WHAT TO DO: One range is to be output from the listing below, exactly as written: the line with "negative clicks: (261, 170) (270, 200)" to the line with "208L207 226L215 232L260", both kept.

AVAILABLE RECORDS:
------------------------------

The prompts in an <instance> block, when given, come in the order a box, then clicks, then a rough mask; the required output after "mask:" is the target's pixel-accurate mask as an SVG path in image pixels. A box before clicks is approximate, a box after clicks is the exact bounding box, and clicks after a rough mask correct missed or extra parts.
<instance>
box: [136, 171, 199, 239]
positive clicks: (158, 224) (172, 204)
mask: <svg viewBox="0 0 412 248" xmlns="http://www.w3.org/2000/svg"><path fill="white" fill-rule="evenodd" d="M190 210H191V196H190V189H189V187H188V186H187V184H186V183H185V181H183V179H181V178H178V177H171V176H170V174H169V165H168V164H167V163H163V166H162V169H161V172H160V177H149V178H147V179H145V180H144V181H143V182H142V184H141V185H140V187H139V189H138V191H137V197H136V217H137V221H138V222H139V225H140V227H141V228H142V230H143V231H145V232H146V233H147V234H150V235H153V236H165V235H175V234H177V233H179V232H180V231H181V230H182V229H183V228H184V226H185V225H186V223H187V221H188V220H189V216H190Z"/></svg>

------------------------------

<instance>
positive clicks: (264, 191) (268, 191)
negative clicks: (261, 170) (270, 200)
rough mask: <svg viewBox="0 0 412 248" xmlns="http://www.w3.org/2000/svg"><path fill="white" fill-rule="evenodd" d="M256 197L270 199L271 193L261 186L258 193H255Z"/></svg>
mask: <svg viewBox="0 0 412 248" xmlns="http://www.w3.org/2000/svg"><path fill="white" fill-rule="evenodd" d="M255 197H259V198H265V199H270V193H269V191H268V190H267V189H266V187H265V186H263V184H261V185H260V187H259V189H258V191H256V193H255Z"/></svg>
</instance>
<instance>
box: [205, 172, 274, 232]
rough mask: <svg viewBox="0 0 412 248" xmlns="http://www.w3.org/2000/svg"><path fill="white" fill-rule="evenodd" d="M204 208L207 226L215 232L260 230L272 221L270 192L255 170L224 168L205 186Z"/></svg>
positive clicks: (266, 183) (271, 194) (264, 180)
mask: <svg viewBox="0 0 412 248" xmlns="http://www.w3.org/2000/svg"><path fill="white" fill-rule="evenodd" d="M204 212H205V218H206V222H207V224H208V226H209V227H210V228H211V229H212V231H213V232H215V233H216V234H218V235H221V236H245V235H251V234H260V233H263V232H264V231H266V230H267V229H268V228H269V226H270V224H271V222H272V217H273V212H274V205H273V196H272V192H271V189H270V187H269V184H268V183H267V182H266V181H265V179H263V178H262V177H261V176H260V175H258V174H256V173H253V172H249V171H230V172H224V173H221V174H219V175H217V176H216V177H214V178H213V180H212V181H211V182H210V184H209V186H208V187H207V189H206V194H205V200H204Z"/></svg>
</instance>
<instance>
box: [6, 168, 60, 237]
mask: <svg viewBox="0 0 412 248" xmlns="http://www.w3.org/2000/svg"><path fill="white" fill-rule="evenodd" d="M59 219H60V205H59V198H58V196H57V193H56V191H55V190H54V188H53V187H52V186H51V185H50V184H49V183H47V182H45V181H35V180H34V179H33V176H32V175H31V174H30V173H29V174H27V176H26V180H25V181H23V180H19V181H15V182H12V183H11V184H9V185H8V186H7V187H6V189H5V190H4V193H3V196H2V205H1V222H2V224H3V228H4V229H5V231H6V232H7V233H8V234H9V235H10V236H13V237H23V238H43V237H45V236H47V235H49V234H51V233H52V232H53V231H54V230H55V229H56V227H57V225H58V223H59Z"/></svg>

------------------------------

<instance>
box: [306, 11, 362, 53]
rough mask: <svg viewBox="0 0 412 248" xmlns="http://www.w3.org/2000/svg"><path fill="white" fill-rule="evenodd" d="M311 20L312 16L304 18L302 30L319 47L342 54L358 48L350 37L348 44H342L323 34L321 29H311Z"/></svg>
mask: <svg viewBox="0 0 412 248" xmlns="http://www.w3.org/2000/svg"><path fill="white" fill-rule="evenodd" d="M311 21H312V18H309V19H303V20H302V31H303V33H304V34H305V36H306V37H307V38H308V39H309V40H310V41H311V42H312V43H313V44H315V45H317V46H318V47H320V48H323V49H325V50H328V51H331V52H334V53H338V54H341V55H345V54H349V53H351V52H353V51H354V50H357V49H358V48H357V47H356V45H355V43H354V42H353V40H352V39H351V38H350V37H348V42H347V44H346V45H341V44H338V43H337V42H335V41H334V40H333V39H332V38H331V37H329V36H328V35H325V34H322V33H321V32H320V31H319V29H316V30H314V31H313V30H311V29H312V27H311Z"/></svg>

------------------------------

WRITTEN RESPONSE:
negative clicks: (261, 170) (270, 200)
rough mask: <svg viewBox="0 0 412 248" xmlns="http://www.w3.org/2000/svg"><path fill="white" fill-rule="evenodd" d="M256 197L270 199L271 193L261 186L258 193H255Z"/></svg>
mask: <svg viewBox="0 0 412 248" xmlns="http://www.w3.org/2000/svg"><path fill="white" fill-rule="evenodd" d="M255 197H259V198H265V199H270V193H269V191H268V190H267V189H266V187H265V186H263V184H261V185H260V187H259V189H258V191H256V193H255Z"/></svg>
</instance>
<instance>
box: [205, 172, 274, 232]
rough mask: <svg viewBox="0 0 412 248" xmlns="http://www.w3.org/2000/svg"><path fill="white" fill-rule="evenodd" d="M204 208L207 226L215 232L260 230L272 221L270 192L255 170L224 168L205 186Z"/></svg>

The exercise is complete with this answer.